### Data in this exercise:
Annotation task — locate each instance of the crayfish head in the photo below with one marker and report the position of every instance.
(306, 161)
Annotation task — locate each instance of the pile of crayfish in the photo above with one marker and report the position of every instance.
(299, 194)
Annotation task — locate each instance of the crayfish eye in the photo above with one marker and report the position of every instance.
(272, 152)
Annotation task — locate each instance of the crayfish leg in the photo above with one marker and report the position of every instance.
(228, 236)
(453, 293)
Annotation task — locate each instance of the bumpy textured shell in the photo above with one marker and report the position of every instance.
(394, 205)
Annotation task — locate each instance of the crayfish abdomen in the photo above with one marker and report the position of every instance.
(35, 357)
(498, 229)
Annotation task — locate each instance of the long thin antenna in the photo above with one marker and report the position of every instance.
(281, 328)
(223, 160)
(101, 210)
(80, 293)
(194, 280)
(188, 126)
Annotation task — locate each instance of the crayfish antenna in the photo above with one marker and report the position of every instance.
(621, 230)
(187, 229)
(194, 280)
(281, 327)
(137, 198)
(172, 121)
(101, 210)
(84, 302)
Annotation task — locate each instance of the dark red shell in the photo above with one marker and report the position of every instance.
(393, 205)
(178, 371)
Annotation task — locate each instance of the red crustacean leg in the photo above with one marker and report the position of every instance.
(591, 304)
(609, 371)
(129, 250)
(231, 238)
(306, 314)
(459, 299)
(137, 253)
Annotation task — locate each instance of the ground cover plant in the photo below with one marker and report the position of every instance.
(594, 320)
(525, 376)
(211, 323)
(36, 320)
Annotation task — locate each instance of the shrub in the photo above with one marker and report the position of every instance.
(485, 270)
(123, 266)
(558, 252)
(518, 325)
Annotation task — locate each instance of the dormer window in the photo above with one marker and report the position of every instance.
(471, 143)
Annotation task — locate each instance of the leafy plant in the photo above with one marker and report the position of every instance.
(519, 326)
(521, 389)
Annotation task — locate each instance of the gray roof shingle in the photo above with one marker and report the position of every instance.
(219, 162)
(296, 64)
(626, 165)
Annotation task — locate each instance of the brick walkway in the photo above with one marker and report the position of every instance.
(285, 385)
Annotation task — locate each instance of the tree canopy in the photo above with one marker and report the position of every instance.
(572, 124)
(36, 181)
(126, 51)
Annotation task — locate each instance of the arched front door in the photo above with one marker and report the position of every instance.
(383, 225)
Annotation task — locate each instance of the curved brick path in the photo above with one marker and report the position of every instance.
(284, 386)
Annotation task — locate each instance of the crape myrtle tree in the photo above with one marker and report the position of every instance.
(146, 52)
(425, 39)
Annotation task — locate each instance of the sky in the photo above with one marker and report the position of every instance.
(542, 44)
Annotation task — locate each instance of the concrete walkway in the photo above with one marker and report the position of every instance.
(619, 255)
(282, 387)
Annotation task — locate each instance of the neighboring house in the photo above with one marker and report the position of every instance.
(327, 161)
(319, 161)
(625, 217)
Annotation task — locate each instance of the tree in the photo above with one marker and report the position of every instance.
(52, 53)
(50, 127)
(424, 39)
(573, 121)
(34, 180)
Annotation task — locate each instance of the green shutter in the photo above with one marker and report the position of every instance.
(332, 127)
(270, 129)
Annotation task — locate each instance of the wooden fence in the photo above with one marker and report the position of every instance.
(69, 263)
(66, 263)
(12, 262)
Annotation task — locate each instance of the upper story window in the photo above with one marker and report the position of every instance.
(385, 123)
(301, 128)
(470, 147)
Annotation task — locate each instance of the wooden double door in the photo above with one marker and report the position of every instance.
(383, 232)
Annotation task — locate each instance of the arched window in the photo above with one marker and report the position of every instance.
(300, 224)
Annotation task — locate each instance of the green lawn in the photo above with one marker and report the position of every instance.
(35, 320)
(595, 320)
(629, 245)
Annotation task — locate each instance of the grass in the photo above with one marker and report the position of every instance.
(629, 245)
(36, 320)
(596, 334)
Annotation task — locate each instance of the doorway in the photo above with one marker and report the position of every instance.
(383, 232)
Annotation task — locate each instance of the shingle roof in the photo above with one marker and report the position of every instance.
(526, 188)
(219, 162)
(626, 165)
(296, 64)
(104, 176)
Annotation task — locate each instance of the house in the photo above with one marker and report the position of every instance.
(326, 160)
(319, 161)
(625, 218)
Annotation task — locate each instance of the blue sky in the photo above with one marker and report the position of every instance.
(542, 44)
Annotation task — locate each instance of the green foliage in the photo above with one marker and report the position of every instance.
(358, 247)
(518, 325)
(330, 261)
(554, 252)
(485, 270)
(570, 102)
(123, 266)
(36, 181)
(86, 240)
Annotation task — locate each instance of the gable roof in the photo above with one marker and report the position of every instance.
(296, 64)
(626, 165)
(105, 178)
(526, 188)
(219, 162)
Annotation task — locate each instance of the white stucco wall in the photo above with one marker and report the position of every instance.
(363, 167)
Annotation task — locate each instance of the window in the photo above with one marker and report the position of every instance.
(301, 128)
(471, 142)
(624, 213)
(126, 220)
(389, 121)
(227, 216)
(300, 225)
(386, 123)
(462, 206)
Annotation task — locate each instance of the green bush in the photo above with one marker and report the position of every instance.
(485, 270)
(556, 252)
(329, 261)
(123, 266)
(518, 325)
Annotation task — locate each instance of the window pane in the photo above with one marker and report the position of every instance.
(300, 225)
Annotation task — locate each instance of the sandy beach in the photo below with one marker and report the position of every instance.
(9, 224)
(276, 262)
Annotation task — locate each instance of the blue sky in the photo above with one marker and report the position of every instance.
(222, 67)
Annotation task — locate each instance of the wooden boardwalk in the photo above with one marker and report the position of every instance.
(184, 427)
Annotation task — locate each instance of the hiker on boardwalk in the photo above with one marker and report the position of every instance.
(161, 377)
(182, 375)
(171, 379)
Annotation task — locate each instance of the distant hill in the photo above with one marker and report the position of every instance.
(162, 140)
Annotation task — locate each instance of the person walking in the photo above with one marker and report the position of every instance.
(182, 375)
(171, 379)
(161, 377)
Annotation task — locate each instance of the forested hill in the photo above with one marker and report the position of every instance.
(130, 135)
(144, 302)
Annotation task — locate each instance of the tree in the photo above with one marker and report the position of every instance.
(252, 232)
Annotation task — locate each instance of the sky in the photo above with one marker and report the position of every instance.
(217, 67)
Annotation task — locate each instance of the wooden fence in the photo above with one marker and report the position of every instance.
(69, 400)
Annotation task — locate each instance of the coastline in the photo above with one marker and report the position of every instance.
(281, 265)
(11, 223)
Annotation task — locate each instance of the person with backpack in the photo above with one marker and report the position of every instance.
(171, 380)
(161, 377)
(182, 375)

### Task:
Print all of the data exactly as it stands above.

### Solution to this problem:
Annotation task — locate each instance of the crayfish head in the photo below with one marker and report the position of every instance.
(306, 161)
Annotation task — locate each instance of the pile of crayfish in the photo above with one marker and report the position of every instance.
(299, 194)
Annotation task — locate each instance of the crayfish eye in the photo above with one marker and report the position of every instance.
(272, 152)
Annotation task — locate each instance of the crayfish leg in the photo above with one marker and report the position of every instance.
(228, 236)
(453, 293)
Annotation task — locate each instance of the bumpy textured shell in the photo above with one marker and report the position of every instance.
(394, 205)
Annotation task — locate each instance of the crayfish abdomen in the photo above with one marker and report the position of every instance.
(35, 357)
(498, 229)
Annotation task — locate each instance of the long thin antenna in the photo above with one marker and report the position of every instance.
(281, 328)
(223, 160)
(101, 210)
(80, 293)
(194, 280)
(188, 126)
Annotation task — locate each instance of the crayfish antenna in the photo above with one marker and report the position of every instance.
(621, 230)
(187, 229)
(194, 280)
(281, 327)
(137, 198)
(172, 121)
(101, 210)
(84, 302)
Annotation task — locate each instance of the dark red shell in the photo above with one marker and report the position of every instance.
(393, 205)
(178, 371)
Annotation task — locate each instance of the red crustacean leg in the photo above with one marker and report the position of every instance.
(591, 304)
(609, 371)
(129, 250)
(231, 238)
(306, 314)
(459, 299)
(137, 253)
Annotation task — locate each instance of the ground cover plant in the photo below with one marker and report the position of every instance.
(594, 320)
(525, 376)
(211, 323)
(36, 320)
Annotation task — locate each instance of the shrub in the photo above with one marker and report the position of every instance.
(485, 270)
(123, 266)
(558, 252)
(518, 325)
Annotation task — locate each instance of the dormer window in the photo above with one marker and report the position of every instance.
(471, 143)
Annotation task — locate each instance of the leafy plant in the photo above with one marker and report the position of every instance.
(519, 326)
(521, 389)
Annotation task — locate each instance of the gray roof shingle in the photo above with one marker and report the position of every instance.
(219, 162)
(296, 64)
(626, 165)
Annotation task — locate each instance of the brick walkway in the photo above with one marker and report the position of every instance.
(285, 385)
Annotation task — locate each instance of the tree canopy in the photo above with one marker and report the position of every instance.
(572, 124)
(36, 181)
(126, 51)
Annotation task — locate each instance of the arched front door in the photo above with one marker and report the position of every instance.
(383, 225)
Annotation task — locate each instance of the curved brick path in the photo above with one marker and report the position of every instance.
(284, 386)
Annotation task — locate each instance of the crape myrtle tree in the photo above with one marker and report the position of every instance.
(146, 52)
(425, 39)
Annotation task — locate each instance of the sky in the photo above with one marker and report the position of every instance.
(542, 44)
Annotation task — locate each instance of the concrete walkway in the photo above with one marker and report the position of every instance.
(619, 255)
(282, 387)
Annotation task — locate each instance of the neighboring house in the photo above with one marker and report the position of every instance.
(327, 161)
(319, 161)
(625, 217)
Annotation task — locate each instance of the tree in the photo above with one marker and report the position of every instance.
(52, 53)
(50, 127)
(424, 39)
(573, 121)
(34, 180)
Annotation task — locate each instance of the green shutter in the photo above with one marker and report the position of every instance.
(332, 127)
(270, 129)
Annotation task — locate each instance of the wooden fence in the photo above with one marker and report the position of every instance.
(69, 263)
(66, 263)
(12, 262)
Annotation task — locate each instance of the upper story window in the photo above with one marker and report the position of every instance.
(385, 123)
(301, 128)
(470, 147)
Annotation task — locate each instance of the wooden double door in the photo above with one marker and report the position of every instance.
(383, 232)
Annotation task — locate each instance of the arched window in the photo above with one marker and report the position of every instance.
(300, 224)
Annotation task — locate each instance of the green lawn in the photo above with one marker and report the position of every instance.
(35, 320)
(595, 320)
(629, 245)
Annotation task — locate each instance of the grass in the photo above with one marker and report the position of every instance.
(629, 245)
(36, 320)
(596, 334)
Annotation task — locate each instance of the doorway in the photo above with one marker and report the position of every instance.
(383, 232)
Annotation task — locate each instance of the shingle roof in the photo above with one marker and report the position of every instance.
(526, 188)
(219, 162)
(626, 165)
(296, 64)
(104, 176)
Annotation task — locate each instance of the house in the photo above with one marker and report the position of every instance.
(326, 160)
(319, 161)
(625, 218)
Annotation task — locate each instance of the blue sky in the photo above with one marker and report the position of every instance.
(542, 44)
Annotation task — locate each instance of the green foliage in the photo above with one marker and report the position of every instance.
(358, 247)
(518, 325)
(330, 261)
(554, 252)
(485, 270)
(570, 102)
(123, 266)
(36, 181)
(86, 240)
Annotation task — locate each instance of the gable roof in the photo above with one marker and report the position of every instance.
(296, 64)
(626, 165)
(105, 178)
(526, 188)
(219, 162)
Annotation task — locate each instance of the white stucco wall in the photo above with one marker and report the position of every instance.
(363, 167)
Annotation task — locate each instance of the window in the photo above with one marker and report the position of every instance.
(301, 128)
(471, 142)
(624, 213)
(126, 220)
(389, 121)
(227, 216)
(300, 225)
(386, 123)
(462, 206)
Annotation task — locate each instance of the green bush in the photo above with one marker and report the position of every instance.
(485, 270)
(556, 252)
(329, 261)
(123, 266)
(518, 325)
Annotation task — locate each instance of the window pane in the photo above with one marker and report the position of every instance.
(300, 225)
Annotation task — locate each instance of the sandy beach in the photo below with one marker and report the position of every instance.
(9, 224)
(276, 262)
Annotation task — locate each instance of the blue sky in the photo above with one marker and report the position of every instance.
(222, 67)
Annotation task — locate each instance of the wooden boardwalk in the photo above with one marker and report the position of every instance.
(184, 427)
Annotation task — locate each instance of the hiker on boardwalk in the photo above with one marker and report the position of every instance.
(161, 377)
(182, 375)
(171, 379)
Annotation task — locate each instance of the distant hill in the photo above with one marker and report the position of every instance.
(162, 140)
Annotation task — locate each instance of the person walking in the photo above with one marker and report the position of every instance.
(182, 375)
(171, 379)
(161, 377)
Annotation task — locate each instance of the forested hill in the photo above with one marker and report the position of every instance.
(130, 135)
(144, 302)
Annotation task — locate each instance of the tree in the photo above with one marker and report the position of every instance.
(252, 232)
Annotation task — locate each instance of the sky in the photo above with one marker and report the position of every instance.
(217, 67)
Annotation task — locate each instance of the wooden fence in the photo above with one marker and report the position of every instance.
(69, 400)
Annotation task — locate each instance of the coastline in the photo above with one marker and report the position of every instance.
(281, 265)
(11, 223)
Annotation task — locate each instance of the person with backpack in the photo above with one marker and report the position of every instance.
(171, 380)
(161, 377)
(182, 375)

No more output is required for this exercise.